- [How to complete this task]
Below are the entries. Set down exactly the line containing "Provide the mask of each instance of the **brick" and each line after it.

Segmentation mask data

____

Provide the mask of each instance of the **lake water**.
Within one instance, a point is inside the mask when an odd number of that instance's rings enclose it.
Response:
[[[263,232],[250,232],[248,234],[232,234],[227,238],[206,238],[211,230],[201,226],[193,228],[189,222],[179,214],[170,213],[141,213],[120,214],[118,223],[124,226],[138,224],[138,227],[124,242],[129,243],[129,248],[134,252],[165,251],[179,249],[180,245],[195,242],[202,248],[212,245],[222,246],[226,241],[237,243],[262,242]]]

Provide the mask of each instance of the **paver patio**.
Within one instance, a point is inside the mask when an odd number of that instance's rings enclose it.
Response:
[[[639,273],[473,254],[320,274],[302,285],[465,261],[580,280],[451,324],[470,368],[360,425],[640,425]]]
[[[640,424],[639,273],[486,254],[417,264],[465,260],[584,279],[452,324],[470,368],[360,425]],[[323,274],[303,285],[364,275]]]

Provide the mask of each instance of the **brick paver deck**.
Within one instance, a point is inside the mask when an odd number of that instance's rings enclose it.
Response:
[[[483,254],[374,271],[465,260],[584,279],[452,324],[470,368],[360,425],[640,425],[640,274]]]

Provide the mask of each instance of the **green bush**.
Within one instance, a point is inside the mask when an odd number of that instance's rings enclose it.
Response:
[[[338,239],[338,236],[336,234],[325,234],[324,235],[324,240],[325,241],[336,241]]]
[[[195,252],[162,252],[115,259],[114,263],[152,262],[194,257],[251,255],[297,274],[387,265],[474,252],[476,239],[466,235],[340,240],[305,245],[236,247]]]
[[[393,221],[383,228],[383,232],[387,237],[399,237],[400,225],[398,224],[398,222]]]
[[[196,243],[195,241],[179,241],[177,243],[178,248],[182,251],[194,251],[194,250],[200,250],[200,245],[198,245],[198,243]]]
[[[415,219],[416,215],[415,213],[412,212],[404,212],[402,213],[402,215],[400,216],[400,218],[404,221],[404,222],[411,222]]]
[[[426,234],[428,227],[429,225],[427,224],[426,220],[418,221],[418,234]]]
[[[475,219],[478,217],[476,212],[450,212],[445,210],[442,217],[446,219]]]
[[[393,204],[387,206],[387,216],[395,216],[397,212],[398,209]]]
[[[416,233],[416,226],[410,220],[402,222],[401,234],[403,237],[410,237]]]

____

- [Result below]
Provide the mask of each instance of the **brick paver deck**.
Within one instance, a point is inside the mask when an odd number of that instance's rings enclose it.
Response:
[[[483,254],[374,271],[465,260],[584,279],[452,324],[470,368],[360,425],[640,425],[640,274]]]

Provide the mask of each instance of the **green bush**.
Within one instance, a point is inside the mask when an odd number of that instance's rings enclose it.
Response:
[[[338,239],[338,236],[336,234],[325,234],[324,235],[324,240],[325,241],[336,241]]]
[[[195,252],[162,252],[115,259],[114,263],[152,262],[194,257],[251,255],[297,274],[387,265],[474,252],[476,239],[466,235],[340,240],[305,245],[236,247]]]
[[[393,221],[383,228],[383,232],[387,237],[399,237],[400,225],[398,224],[398,222]]]
[[[196,243],[195,241],[179,241],[177,243],[178,248],[182,251],[194,251],[194,250],[200,250],[200,245],[198,245],[198,243]]]
[[[415,219],[416,215],[415,213],[412,212],[404,212],[402,213],[402,215],[400,216],[400,218],[404,221],[404,222],[411,222]]]
[[[426,234],[428,227],[429,225],[427,224],[426,220],[418,221],[418,234]]]
[[[475,219],[478,217],[476,212],[450,212],[445,210],[442,217],[446,219]]]
[[[393,204],[387,206],[387,216],[395,216],[397,212],[398,209]]]
[[[416,233],[416,226],[410,220],[402,222],[401,234],[403,237],[410,237]]]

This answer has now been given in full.